▶ Problems:
1) Answer these about the passage on women and personal finance:
(a) Who writes the To Her Credit series?
(b) What four examples of managing your finances does the passage list?
(c) What is Angela Ribuffo's current role at Raion Financial Strategies?
2) Reproduce the passage on women and personal finance between "When it comes" and "given to men.", inclusive.
3) Take the passage on women and personal finance further, starting after its final sentence.

The To Her Credit series offers targeted advice about personal finance based on unique challenges faced by women. It is authored by women with different financial backgrounds, dedicated to encouraging empowerment through financial literacy.
When it comes to managing your finances – whether it be signing up for a credit card, investing, applying for a loan or planning for retirement – it is of paramount importance to be knowledgeable and empowered. Unfortunately, for many women, there are often societal and personal barriers to overcome in order to thrive financially. The truth is, women face unique financial challenges and require unique financial advice.
According to Angela Ribuffo, president and financial advisor at Raion Financial Strategies and former president of Women in Insurance and Financial Services, it’s important to provide financial advice tailored towards women, as we are often at a disadvantage when compared to the lessons given to men.

▶ Rows:
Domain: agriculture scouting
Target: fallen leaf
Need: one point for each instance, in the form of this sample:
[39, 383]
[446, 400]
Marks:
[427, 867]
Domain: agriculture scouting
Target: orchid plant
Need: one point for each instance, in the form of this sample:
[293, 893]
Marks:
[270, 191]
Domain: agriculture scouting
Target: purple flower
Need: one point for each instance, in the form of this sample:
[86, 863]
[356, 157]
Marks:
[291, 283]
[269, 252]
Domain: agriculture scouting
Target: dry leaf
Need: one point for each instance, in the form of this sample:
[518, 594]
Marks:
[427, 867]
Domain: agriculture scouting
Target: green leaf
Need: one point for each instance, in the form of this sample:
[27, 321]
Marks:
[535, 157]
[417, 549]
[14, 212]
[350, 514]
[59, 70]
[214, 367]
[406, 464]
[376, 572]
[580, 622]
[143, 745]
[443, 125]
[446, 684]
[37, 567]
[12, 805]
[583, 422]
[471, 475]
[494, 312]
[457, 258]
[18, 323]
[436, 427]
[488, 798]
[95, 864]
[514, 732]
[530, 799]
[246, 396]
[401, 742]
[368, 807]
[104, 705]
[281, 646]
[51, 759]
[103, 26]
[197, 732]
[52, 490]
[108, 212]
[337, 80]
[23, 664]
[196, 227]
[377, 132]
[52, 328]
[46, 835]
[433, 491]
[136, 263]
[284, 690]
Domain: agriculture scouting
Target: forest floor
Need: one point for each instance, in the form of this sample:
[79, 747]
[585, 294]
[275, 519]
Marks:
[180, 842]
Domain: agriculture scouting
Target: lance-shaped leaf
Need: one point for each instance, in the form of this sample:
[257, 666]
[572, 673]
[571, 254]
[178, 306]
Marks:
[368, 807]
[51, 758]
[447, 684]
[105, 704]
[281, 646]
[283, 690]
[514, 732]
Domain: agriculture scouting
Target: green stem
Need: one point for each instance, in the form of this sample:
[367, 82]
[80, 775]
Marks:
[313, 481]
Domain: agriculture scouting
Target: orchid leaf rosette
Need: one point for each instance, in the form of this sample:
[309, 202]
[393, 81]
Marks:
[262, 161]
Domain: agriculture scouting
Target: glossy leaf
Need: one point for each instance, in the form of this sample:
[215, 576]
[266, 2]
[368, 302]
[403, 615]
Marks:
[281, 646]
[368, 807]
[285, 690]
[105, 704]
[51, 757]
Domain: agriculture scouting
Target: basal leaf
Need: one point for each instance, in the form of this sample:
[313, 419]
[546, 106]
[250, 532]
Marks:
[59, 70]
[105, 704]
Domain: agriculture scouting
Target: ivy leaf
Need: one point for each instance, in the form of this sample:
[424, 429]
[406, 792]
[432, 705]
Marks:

▶ Results for the exercise:
1)
(a) Women with different financial backgrounds.
(b) Signing up for a credit card, investing, applying for a loan, and planning for retirement.
(c) She is president and financial advisor.

2)
When it comes to managing your finances – whether it be signing up for a credit card, investing, applying for a loan or planning for retirement – it is of paramount importance to be knowledgeable and empowered. Unfortunately, for many women, there are often societal and personal barriers to overcome in order to thrive financially. The truth is, women face unique financial challenges and require unique financial advice.
According to Angela Ribuffo, president and financial advisor at Raion Financial Strategies and former president of Women in Insurance and Financial Services, it’s important to provide financial advice tailored towards women, as we are often at a disadvantage when compared to the lessons given to men.

3)
Despite having an edge on men in some areas of personal finance, women often have more barriers to overcome in order to be financially successful. Everyday challenges affect women’s financial success, whether we realize it or not.
Left out of the money conversation
It’s true – for a long time in American society, men were the primary breadwinners. Women weren’t taught anything about finance, because it wasn’t viewed as their job. So financial education for women was limited, even in their own homes. Unfortunately, this lack of education hasn’t caught up to modern realities.
Ribuffo describes this problem as extending to financial advisers, who often don’t loop women into the conversation. She describes the beginning of her financial adviser journey as a struggle to get the information she needed.
“Honestly, almost all of [the advisors I worked with] were men, so that was really difficult for me. Because I know what it feels like for them to not explain something, or not talk to me but talk at me,” says Ribuffo.
At a disadvantage to start
Statistically, women also tend to take harder hits in financial trouble. Their credit scores are hurt worse in a divorce, they suffer more stress over money troubles and have higher average credit card interest rates.
Unique financial needs
While it is easy to find personalized financial tips based on your income, debt struggles or career, the specific needs of women are often overlooked. By working as a financial adviser for women, Ribuffo has identified crucial gaps in financial education. For example, she stresses the need for an extended care plan with all of her single female clients.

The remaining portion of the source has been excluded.